• **Problem description**:
Nothing but the text belongs in the answer: the listing below, copied exactly, without pictures.

___ Material supplied ___

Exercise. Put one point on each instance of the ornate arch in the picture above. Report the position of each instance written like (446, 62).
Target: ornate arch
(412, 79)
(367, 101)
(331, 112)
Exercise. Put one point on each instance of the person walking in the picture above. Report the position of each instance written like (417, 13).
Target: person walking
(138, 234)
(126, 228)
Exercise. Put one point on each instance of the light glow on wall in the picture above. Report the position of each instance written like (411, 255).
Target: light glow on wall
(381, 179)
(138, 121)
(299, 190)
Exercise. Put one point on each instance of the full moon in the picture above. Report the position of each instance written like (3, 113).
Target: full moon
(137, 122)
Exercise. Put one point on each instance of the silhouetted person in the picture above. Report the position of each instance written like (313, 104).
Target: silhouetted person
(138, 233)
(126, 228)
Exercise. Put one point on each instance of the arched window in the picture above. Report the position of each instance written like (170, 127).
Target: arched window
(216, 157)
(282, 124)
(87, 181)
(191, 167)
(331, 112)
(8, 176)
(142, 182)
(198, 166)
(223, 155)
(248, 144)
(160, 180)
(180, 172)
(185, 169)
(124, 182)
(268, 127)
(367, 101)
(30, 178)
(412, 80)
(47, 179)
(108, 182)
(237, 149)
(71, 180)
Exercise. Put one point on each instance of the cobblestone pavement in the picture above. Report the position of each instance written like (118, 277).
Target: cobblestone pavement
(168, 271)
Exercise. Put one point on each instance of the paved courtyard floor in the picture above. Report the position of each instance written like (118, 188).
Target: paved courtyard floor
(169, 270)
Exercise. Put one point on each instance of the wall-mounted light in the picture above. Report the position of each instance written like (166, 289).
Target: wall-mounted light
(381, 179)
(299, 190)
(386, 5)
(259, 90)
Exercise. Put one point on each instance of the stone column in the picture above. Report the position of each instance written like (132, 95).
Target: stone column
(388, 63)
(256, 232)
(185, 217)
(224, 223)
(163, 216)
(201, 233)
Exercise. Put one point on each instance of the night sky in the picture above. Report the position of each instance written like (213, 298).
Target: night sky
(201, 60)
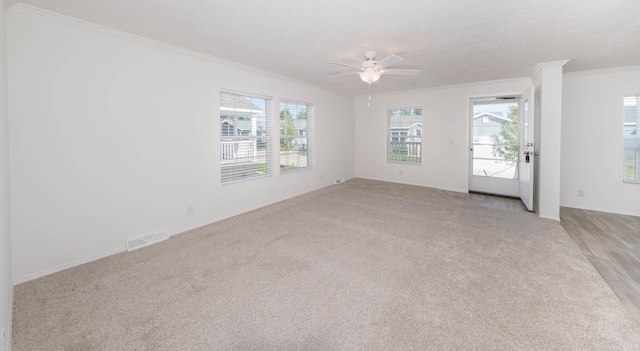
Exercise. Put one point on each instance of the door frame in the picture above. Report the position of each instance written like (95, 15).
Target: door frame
(492, 185)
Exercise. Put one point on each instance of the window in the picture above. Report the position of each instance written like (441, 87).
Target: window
(245, 133)
(631, 163)
(296, 135)
(404, 136)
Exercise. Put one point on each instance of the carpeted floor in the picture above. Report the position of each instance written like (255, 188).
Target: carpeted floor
(364, 265)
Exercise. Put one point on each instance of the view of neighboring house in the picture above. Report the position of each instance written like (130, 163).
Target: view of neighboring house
(406, 136)
(242, 123)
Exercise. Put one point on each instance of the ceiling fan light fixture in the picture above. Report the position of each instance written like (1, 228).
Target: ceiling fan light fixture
(369, 75)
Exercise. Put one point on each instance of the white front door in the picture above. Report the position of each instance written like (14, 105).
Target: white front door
(495, 155)
(527, 159)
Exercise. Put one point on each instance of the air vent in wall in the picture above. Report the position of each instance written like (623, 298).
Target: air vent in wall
(146, 240)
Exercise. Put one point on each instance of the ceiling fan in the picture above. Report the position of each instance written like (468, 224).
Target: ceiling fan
(371, 70)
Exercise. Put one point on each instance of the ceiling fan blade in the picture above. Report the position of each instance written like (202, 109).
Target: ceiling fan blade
(343, 74)
(345, 64)
(391, 60)
(402, 72)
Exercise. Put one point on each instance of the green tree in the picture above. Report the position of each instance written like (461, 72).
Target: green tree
(507, 139)
(287, 128)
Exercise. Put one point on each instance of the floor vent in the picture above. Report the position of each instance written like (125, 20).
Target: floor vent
(136, 243)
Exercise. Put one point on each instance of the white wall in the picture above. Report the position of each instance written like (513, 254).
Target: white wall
(445, 133)
(6, 281)
(548, 123)
(112, 137)
(592, 141)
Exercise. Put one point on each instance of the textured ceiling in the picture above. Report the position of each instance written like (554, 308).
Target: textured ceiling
(453, 41)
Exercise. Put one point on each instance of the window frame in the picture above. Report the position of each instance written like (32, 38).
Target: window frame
(306, 135)
(416, 158)
(635, 159)
(241, 157)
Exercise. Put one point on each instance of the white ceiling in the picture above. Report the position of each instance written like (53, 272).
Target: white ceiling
(452, 41)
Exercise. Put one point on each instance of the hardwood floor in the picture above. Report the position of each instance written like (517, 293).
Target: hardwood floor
(612, 243)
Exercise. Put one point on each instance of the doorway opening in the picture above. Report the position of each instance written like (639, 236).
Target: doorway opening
(494, 141)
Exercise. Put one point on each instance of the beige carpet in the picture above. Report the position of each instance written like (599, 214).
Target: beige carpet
(364, 265)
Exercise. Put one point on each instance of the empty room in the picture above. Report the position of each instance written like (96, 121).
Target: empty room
(281, 175)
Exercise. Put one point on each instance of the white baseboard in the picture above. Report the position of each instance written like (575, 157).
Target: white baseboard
(44, 272)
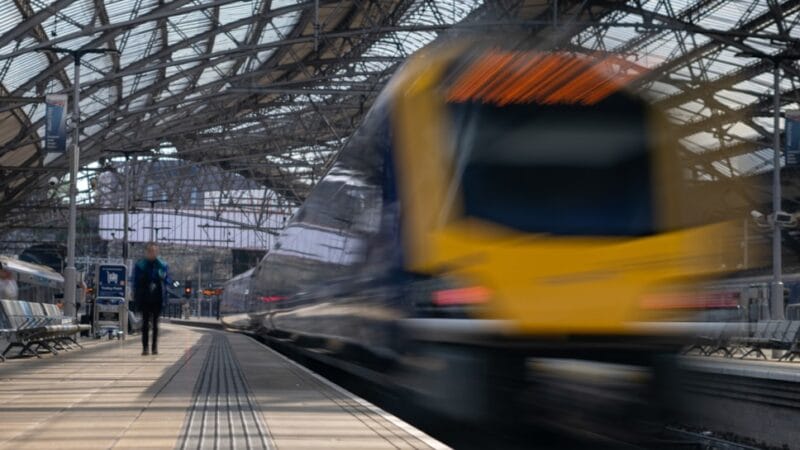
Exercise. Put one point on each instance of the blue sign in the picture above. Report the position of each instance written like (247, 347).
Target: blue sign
(792, 138)
(111, 281)
(55, 140)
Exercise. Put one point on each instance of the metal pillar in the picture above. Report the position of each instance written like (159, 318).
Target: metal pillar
(126, 206)
(152, 221)
(777, 265)
(70, 272)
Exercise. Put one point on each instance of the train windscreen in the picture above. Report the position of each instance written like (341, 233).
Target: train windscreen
(564, 169)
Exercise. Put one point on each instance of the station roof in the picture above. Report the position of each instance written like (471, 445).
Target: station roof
(269, 89)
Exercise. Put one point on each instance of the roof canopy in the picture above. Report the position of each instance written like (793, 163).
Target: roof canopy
(269, 89)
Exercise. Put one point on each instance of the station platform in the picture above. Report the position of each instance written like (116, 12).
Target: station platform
(205, 389)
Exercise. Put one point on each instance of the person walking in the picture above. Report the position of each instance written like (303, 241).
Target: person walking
(150, 278)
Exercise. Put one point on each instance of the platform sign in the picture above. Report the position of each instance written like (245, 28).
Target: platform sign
(111, 281)
(55, 140)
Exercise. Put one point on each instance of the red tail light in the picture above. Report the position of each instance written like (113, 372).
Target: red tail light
(461, 296)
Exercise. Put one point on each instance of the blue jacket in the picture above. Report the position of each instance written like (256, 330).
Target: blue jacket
(161, 270)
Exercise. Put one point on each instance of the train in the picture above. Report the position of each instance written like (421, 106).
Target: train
(500, 206)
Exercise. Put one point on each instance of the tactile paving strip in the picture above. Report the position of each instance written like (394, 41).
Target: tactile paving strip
(224, 414)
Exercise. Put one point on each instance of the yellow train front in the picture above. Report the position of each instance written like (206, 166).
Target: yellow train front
(500, 219)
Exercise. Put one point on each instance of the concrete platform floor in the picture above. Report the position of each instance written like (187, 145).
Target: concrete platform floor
(109, 396)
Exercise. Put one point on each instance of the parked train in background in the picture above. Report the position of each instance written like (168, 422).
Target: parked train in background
(499, 204)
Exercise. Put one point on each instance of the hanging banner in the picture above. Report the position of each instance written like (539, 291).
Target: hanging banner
(792, 149)
(111, 281)
(55, 140)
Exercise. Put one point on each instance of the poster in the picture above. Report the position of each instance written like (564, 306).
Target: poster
(55, 140)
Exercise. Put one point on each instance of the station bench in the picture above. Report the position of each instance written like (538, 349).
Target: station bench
(35, 326)
(752, 339)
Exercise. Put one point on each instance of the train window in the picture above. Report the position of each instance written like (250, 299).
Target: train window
(567, 169)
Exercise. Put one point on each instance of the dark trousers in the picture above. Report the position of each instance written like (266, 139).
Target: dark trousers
(150, 311)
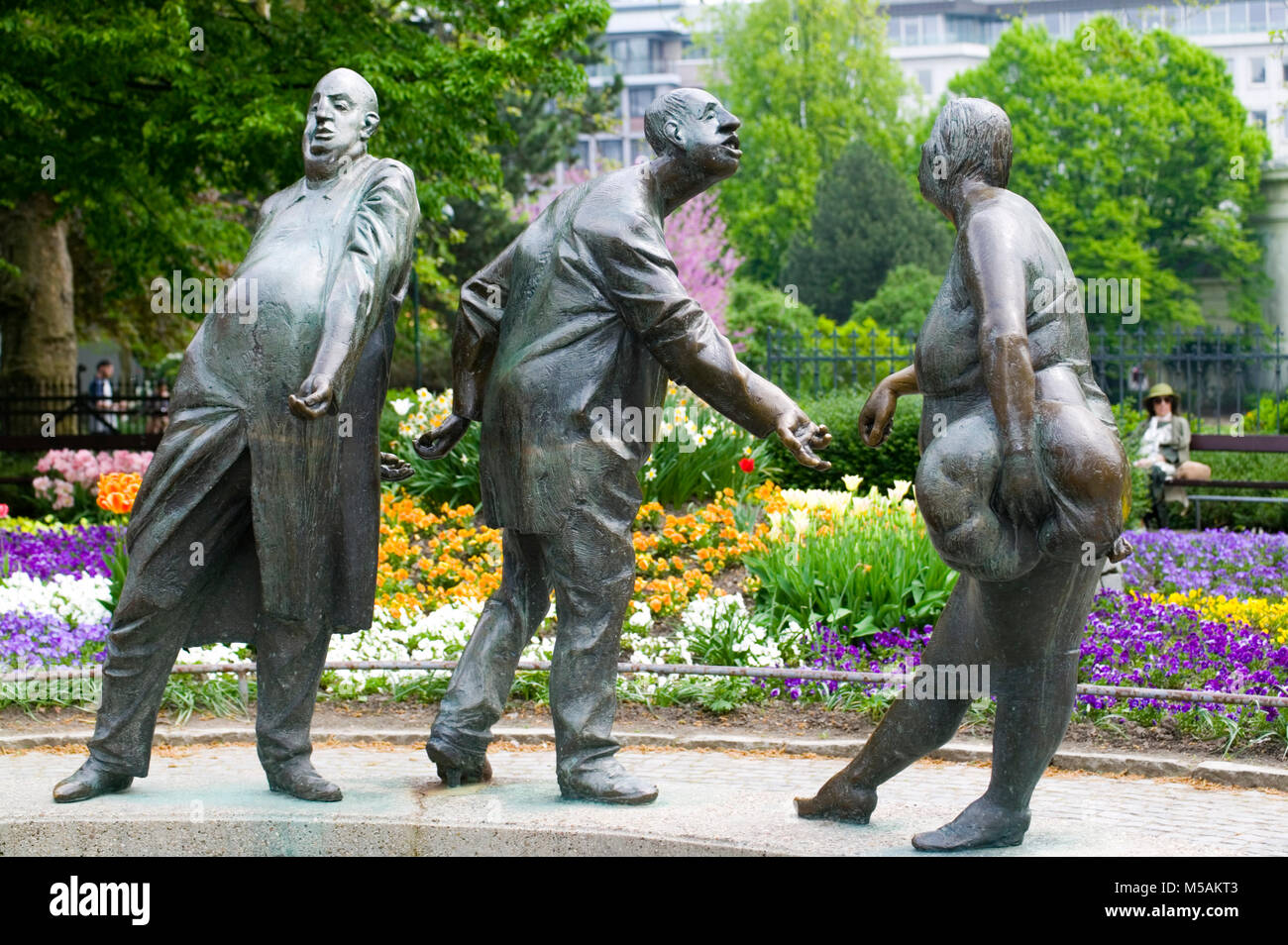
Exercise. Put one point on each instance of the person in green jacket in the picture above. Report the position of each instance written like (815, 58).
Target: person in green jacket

___

• **Answer to this problem**:
Exercise. Put one point on each instance of the ornate arch in the picture above. Report the position of each instance written like (446, 62).
Target: ornate arch
(412, 79)
(367, 101)
(331, 112)
Exercise. Put one point on each instance of the person walking in the picture above. Report the position of each instance written like (417, 13).
Target: person walking
(138, 234)
(126, 228)
Exercise. Put one point on each instance of the light glow on wall in the picture above. Report the position of each instance written like (411, 255).
Target: light glow on wall
(381, 179)
(138, 121)
(299, 190)
Exercise. Put one point on each instance of the full moon in the picture above. Report the position of each instance written like (3, 113).
Target: full moon
(137, 122)
Exercise. Put one point on each instance of the silhouetted person in the picture above. Report the position of each instance written like (313, 104).
Target: silhouetted person
(138, 233)
(126, 228)
Exercise. Put one point on each instance of the arched window in the picture above. Report the position of each instance written like (170, 127).
Target: arched window
(216, 157)
(282, 124)
(87, 181)
(191, 167)
(331, 112)
(8, 176)
(142, 182)
(198, 166)
(223, 155)
(248, 144)
(160, 180)
(180, 172)
(185, 169)
(124, 182)
(268, 127)
(367, 101)
(30, 178)
(412, 80)
(47, 179)
(108, 182)
(237, 149)
(71, 180)
Exercise. Put one point on each instance of the cobblestone pavement in the picture above. Report the position of each instance written like (118, 277).
Target: cobblestone pavement
(168, 271)
Exercise. Put one point on each instance of the paved courtyard floor in the picture above. Report the position of each instance written like (118, 188).
Target: paved courtyard floor
(169, 270)
Exercise. Put one point on each instance of the wall-mounted light in the picture above. Report the position of each instance written like (166, 289).
Target: wall-mounted light
(381, 179)
(299, 190)
(386, 5)
(259, 90)
Exercise. Put one point on each instance of the stone column in the picture above. Report the position of each instance written like (132, 95).
Target: stone column
(388, 63)
(256, 232)
(185, 217)
(224, 223)
(163, 216)
(201, 233)
Exercise. Put one point on each instance of the night sky in the picture above. Report the position of each instance written like (213, 298).
Target: night sky
(201, 60)
Exercise. Put one point on each instance of the door frame in the picture above. Report the position of each instance written like (95, 15).
Target: door frame
(492, 185)
Exercise. Put one point on each instance of the window in the picture above. Report the position of each instance written like (441, 87).
Target: window
(245, 133)
(631, 163)
(296, 135)
(404, 136)
Exercise. Put one point on each instance of the carpeted floor in the picture above. Report the position of each instance written like (255, 188).
Target: carpeted floor
(364, 265)
Exercise. Put one point on each instance of the view of neighboring house in the picture above. Report the position of each instance written like (130, 163).
Target: view of neighboring house
(406, 136)
(242, 123)
Exercise. Put one point on each instance of the ceiling fan light fixture in the picture above. Report the position of each instance written like (1, 228).
Target: ceiling fan light fixture
(369, 75)
Exercise. Put one point on each instance of the white front door in the picture above. Report the position of each instance written like (14, 105).
Target: white front door
(495, 155)
(527, 159)
Exercise. Put one point on each instance of the air vent in wall in the picture above. Report the position of each instance written like (623, 298).
Target: air vent in wall
(146, 240)
Exercise. Put one point on each instance of the ceiling fan in the picture above. Report the position of each instance written like (468, 224).
Target: ceiling fan
(371, 70)
Exercise. Put one point on each instance of the ceiling fan blade in the picture above. Report the position of each instance written like (202, 109).
Target: ceiling fan blade
(343, 74)
(345, 64)
(391, 60)
(402, 72)
Exercise. Put one point on each instance of the green tree in the picture above. Report the position of each instance written like (461, 72).
Target: green tree
(507, 139)
(287, 128)
Exercise. Put one point on each instance of the floor vent in the picture above. Report the position of each instance written like (125, 20).
Target: floor vent
(136, 243)
Exercise. Put one point on each instance of the white wall in the picture above. Report the position of each instance written like (513, 254).
Target: white wall
(445, 133)
(6, 281)
(548, 123)
(112, 137)
(592, 141)
Exercise. Put one point on each instance of the textured ceiling in the picture above. Report the position of each instance written like (554, 308).
Target: textured ceiling
(453, 41)
Exercise. Put one point on each instance of the window frame in the picture above. Report the position of each instance written like (32, 38).
Target: window frame
(306, 135)
(416, 158)
(635, 159)
(241, 157)
Exercise. Put one point on each instance of the white ceiling in the picture above. Report the position of each instance written like (53, 272).
Target: white ceiling
(452, 41)
Exercise. Put one point on each instance of the hardwood floor in the picture above. Report the position of each instance written like (517, 293).
Target: hardwood floor
(612, 243)
Exercise. Put one point on each instance of the doorway opening in the picture above. Report the position of each instance written like (639, 236).
Target: doorway opening
(494, 141)
Exercise. Put one point on each instance of the beige carpet in the picture above. Report the position of each instance written like (599, 214).
Target: beige carpet
(364, 265)
Exercise. Put one point on each instance of the empty room in the picture above. Report the position of each instance written like (96, 121).
Target: empty room
(281, 175)
Exercise. Put one point on each instance of the white baseboard in the picture above. Report the position of each instance written like (575, 157).
Target: white baseboard
(44, 272)
Exercise. Put one point on each instance of the blue sign in the picture above. Report the position of each instance written like (247, 347).
Target: blue sign
(792, 138)
(111, 281)
(55, 140)
Exercise. Put one point on each instance of the metal pillar in the picture above. Report the position of each instance written like (159, 318).
Target: metal pillar
(126, 206)
(152, 221)
(777, 265)
(70, 272)
Exercise. Put one point on each instance of the train windscreen in the picture above. Report the position of each instance written like (341, 233).
Target: train windscreen
(564, 169)
Exercise. Put one point on each instance of the station roof in the picture above. Report the position of each instance written like (471, 445).
Target: station roof
(269, 89)
Exercise. Put one point on each instance of the roof canopy in the picture above. Report the position of each instance written like (793, 163).
Target: roof canopy
(269, 89)
Exercise. Put one point on each instance of the station platform in the picture above. Report the position of each instance written like (116, 12).
Target: station platform
(205, 389)
Exercise. Put one point on each instance of the person walking in the picture above. Report the position of each instance written like (303, 241).
Target: person walking
(150, 278)
Exercise. Put one point on each instance of the platform sign in the picture above. Report the position of each instance written like (245, 28).
Target: platform sign
(111, 281)
(55, 140)
Exercise. Put one point on each instance of the red tail light in the picture above. Report the position of each instance written like (113, 372).
Target: red tail light
(461, 296)
Exercise. Put one point on each instance of the blue jacket in the picture above. Report the position of each instance written like (256, 330).
Target: blue jacket
(161, 270)
Exercise. Put one point on each instance of the train in the picture above. Report the position of each instance written like (421, 106).
Target: train
(500, 206)
Exercise. Put one point on each instance of the tactile paving strip in the picture above. Report the position of each instance written like (394, 41).
Target: tactile paving strip
(224, 414)
Exercise. Put one point on each instance of the yellow train front in the picture above. Report the position of each instance written like (206, 166).
Target: yellow train front
(500, 219)
Exercise. Put one point on each instance of the concrete platform floor in the picture above. Report the position of each instance written like (187, 145).
Target: concrete platform floor
(109, 396)
Exercise. Put one point on each instance of the parked train in background in the picture above. Report the position of each instance written like (168, 422).
Target: parked train in background
(499, 204)
Exercise. Put one point on each instance of the hanging banner in the picture above. Report the position of each instance written like (539, 291).
Target: hanging banner
(792, 149)
(111, 281)
(55, 140)
Exercise. Put one point on each instance of the poster in the picture above. Report the position of each instance written like (564, 306).
Target: poster
(55, 140)
Exercise. Put one point on each instance of the station bench in the picture above. Report the position of each instance written like (538, 349).
Target: station bench
(35, 326)
(752, 339)
Exercise. Put one point on each instance of the train window in the picture above. Report the position of each instance written like (250, 299).
Target: train window
(567, 169)
Exercise. Put one point on each instance of the dark trousers in the picture above. Report the position of each instance written like (266, 139).
Target: dark trousers
(150, 311)
Exercise. Put one point on each instance of the person in green jacket in the picture above. Report the position of each instance written like (815, 58).
Target: person in green jacket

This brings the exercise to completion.